**Records supplied:**
——
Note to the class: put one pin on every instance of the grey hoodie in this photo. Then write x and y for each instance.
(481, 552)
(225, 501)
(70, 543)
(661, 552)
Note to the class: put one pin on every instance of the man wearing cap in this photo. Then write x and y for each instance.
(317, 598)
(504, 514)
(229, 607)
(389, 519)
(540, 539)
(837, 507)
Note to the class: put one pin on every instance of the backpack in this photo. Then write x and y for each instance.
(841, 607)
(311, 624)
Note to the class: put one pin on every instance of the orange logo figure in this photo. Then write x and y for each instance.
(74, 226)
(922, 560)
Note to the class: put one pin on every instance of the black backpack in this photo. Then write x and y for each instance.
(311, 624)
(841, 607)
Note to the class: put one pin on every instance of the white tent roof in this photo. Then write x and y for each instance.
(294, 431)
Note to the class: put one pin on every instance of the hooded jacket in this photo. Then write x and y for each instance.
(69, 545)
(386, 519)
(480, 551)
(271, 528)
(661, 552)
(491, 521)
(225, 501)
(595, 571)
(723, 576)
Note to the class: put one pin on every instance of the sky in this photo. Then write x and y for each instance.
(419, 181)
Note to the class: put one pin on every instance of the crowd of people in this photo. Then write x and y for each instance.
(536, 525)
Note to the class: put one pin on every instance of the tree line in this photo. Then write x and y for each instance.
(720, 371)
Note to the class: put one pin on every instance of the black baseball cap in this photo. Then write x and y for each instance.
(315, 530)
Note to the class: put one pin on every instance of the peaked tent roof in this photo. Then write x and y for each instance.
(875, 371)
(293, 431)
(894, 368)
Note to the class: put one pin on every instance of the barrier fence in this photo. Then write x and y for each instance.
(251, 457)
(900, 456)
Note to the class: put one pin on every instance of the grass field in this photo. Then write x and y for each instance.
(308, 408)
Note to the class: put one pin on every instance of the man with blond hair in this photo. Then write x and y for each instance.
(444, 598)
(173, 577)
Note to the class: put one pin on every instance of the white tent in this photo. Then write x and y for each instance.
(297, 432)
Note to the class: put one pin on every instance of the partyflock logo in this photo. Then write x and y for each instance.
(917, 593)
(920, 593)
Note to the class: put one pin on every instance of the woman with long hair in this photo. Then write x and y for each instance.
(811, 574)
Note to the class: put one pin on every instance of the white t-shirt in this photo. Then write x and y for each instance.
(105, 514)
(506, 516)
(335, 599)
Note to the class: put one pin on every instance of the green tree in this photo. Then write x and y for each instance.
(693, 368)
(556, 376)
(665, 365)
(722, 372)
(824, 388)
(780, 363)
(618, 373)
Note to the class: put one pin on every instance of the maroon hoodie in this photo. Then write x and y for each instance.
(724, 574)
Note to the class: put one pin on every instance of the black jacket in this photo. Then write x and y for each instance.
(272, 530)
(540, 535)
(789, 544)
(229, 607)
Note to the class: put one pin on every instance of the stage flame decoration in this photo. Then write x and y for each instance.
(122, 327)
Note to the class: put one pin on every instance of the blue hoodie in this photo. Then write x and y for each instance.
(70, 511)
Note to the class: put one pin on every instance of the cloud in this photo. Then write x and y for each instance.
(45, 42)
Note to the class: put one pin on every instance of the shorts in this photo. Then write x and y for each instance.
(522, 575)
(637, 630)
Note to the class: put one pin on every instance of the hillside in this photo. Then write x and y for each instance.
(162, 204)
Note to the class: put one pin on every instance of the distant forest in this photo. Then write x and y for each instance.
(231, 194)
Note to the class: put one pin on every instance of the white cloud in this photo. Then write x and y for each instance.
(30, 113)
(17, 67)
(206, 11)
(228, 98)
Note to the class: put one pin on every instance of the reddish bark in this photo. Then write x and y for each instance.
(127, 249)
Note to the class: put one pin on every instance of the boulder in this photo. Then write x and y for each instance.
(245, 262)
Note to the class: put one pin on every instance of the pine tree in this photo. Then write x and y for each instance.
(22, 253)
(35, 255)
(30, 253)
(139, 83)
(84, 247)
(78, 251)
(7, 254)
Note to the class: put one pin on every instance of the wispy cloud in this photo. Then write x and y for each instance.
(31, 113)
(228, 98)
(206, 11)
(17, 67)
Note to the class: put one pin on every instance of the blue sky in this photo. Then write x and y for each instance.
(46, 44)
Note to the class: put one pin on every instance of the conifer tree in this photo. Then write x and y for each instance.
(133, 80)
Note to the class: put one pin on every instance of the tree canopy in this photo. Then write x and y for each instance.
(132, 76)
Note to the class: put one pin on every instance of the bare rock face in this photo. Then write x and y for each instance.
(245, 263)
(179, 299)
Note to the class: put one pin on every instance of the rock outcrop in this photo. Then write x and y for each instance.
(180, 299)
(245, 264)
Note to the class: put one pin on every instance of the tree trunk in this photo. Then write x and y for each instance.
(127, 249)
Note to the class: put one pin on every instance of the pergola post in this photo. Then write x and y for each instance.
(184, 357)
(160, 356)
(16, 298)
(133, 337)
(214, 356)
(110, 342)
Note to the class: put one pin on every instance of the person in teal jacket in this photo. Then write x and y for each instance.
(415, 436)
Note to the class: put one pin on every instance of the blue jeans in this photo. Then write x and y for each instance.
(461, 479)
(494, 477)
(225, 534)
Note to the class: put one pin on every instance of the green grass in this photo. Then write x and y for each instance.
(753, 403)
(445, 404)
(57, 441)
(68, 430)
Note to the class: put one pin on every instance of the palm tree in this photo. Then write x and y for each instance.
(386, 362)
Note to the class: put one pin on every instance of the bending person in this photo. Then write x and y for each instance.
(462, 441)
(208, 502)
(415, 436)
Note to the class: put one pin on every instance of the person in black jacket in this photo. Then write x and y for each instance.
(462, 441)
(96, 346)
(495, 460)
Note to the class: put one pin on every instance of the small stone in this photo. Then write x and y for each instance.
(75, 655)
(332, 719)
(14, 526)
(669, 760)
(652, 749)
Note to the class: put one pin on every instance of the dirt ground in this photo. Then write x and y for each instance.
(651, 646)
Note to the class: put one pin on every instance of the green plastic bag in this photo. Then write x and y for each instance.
——
**Assignment:** Output all records verbatim.

**Solution to this exercise:**
Note to the class: put one pin on every instance of the grey hoodie in this photo. Then write x and y for each instance.
(481, 552)
(225, 501)
(70, 543)
(661, 552)
Note to the class: put one pin on every instance of the man wearing cap in this photo. Then write x and y for each instance.
(317, 598)
(504, 514)
(229, 607)
(389, 519)
(540, 539)
(837, 507)
Note to the class: put one pin on every instance of the backpack in this photo. Then write x and y for each instance.
(841, 607)
(311, 624)
Note to the class: put one pin on every instance of the orange logo figure in this photo. Then write x and y for each instance.
(74, 226)
(922, 560)
Note to the class: put one pin on every instance of the black backpack in this photo. Then write x and y for each instance.
(311, 624)
(841, 607)
Note to the class: put one pin on every instance of the white tent roof in this photo. Then write x and y for each instance.
(294, 431)
Note to the class: put one pin on every instance of the hooded jacket in this photo. Then write x and y for each instance.
(69, 545)
(386, 519)
(480, 551)
(271, 528)
(661, 552)
(491, 521)
(225, 501)
(595, 571)
(723, 576)
Note to the class: put one pin on every instance of the sky in this photo. Then write x and y for each instance.
(419, 181)
Note to the class: put one pin on every instance of the crowd of people in this photo. Then write x and y for each instance.
(536, 525)
Note to the class: put one pin on every instance of the tree line in this photo. Then write x and y for each instance.
(720, 371)
Note to the class: put one pin on every instance of the black baseball cap in this photo. Then write x and y for each instance.
(315, 530)
Note to the class: put one pin on every instance of the peaked tent roof in this photo. Then write x and y for each instance.
(875, 371)
(293, 431)
(894, 368)
Note to the class: put one pin on every instance of the barrier fence in this photo. Then write x and y for each instance.
(251, 457)
(900, 456)
Note to the class: put one pin on every instance of the grass field in this photo. Then write x and y for each instance.
(308, 408)
Note to the class: put one pin on every instance of the man with blond hair in this photo. Then write x and y for each instance.
(444, 598)
(173, 577)
Note to the class: put one pin on every instance of the white tent in this photo. Then write x and y for each instance.
(297, 432)
Note to the class: put one pin on every instance of the partyflock logo in this photo. Then write x and y for each instance.
(917, 593)
(920, 593)
Note to the class: put one pin on every instance of the woman with long hair in this photo. Then write x and y for each instance.
(811, 574)
Note to the class: put one pin on every instance of the white t-shirt in this photo. Then write x and y for each instance.
(105, 514)
(506, 516)
(335, 599)
Note to the class: put one pin on every instance of the green tree in this photo. Then write x and y for each instance.
(693, 368)
(556, 376)
(665, 365)
(722, 372)
(824, 388)
(780, 363)
(618, 373)
Note to the class: put one pin on every instance of the maroon hoodie in this photo. Then write x and y for each instance.
(724, 574)
Note to the class: put one pin on every instance of the black jacket in this photo. Then write x and y for each instance.
(272, 530)
(540, 535)
(789, 544)
(229, 607)
Note to the class: put one pin on every instance of the stage flame decoration in this photo. Then write x and y for each instance.
(122, 327)
Note to the class: put one pin on every instance of the blue hoodie in this photo. Then write x and y for each instance.
(70, 511)
Note to the class: put one pin on every instance of the cloud in this photo. Then write x and y for each instance.
(45, 42)
Note to the class: put one pin on every instance of the shorts in this photo. Then write x and y for each instance.
(522, 575)
(637, 630)
Note to the class: put one pin on every instance of the hillside in this photo. Then write x and y for each instance.
(162, 204)
Note to the class: put one pin on every instance of the distant forest in this photo. Then write x and y for each instance.
(231, 194)
Note to the class: put one pin on every instance of the white cloud in this photo. Then write x and y for each instance.
(30, 113)
(17, 67)
(206, 11)
(228, 98)
Note to the class: put one pin on every instance of the reddish bark in this photo. Then write x and y for each instance.
(127, 249)
Note to the class: put one pin on every instance of the boulder in this photo. Then write x and y for each instance.
(245, 262)
Note to the class: put one pin on every instance of the pine tree in this photo. Then write x and y for each instance.
(22, 253)
(35, 255)
(30, 253)
(139, 83)
(84, 247)
(78, 251)
(7, 254)
Note to the class: put one pin on every instance of the wispy cloud in this photo. Then write x and y for each instance.
(31, 113)
(228, 98)
(206, 11)
(17, 67)
Note to the class: put one pin on every instance of the blue sky in this photo. Then write x and y for each instance.
(46, 44)
Note to the class: put one pin on every instance of the conifer tree in this photo. Then write x and y for each instance.
(133, 80)
Note to the class: put one pin on every instance of the tree canopy in this photo. Then write x and y for each instance.
(132, 76)
Note to the class: put one pin on every instance of the bare rock face in this photo. Then write x and y for each instance.
(245, 263)
(179, 299)
Note to the class: put one pin on every instance of the rock outcrop in this photo. Then write x and y for each instance.
(180, 299)
(245, 264)
Note to the class: put one pin on every instance of the tree trunk in this photo. Then write x and y for each instance.
(127, 249)
Note to the class: put one pin on every instance of the pergola post in this photo. Then write x and y for each instance.
(184, 357)
(160, 356)
(16, 298)
(133, 337)
(214, 356)
(110, 342)
Note to the class: put one pin on every instance of the person in teal jacket in this photo. Then write x and y for each instance.
(415, 436)
Note to the class: put one pin on every instance of the blue jeans in this photo. Then write x and y for each instance.
(461, 479)
(494, 477)
(225, 534)
Note to the class: put one pin on every instance of the green grass in this photo. Then write x and y for each instance.
(753, 403)
(445, 404)
(57, 441)
(68, 430)
Note to the class: put one pin on every instance of the palm tree in this photo. Then write x and y for each instance.
(386, 362)
Note to the class: put one pin on every instance of the bending person in this photo. Then write x and y for each instance.
(462, 441)
(208, 502)
(415, 436)
Note to the class: put one pin on every instance of the person in black jacket in this photo. Then write x and y for each instance.
(462, 441)
(96, 346)
(495, 460)
Note to the class: put one pin on every instance of the small stone in this photo. Then write x and y for each instance.
(75, 655)
(332, 719)
(14, 526)
(669, 760)
(652, 749)
Note to the class: put one pin on every instance of the dirt ground in this photo. Then write x and y for each instance.
(651, 646)
Note to the class: put one pin on every instance of the green plastic bag in this photo. Then write x and y for each instance.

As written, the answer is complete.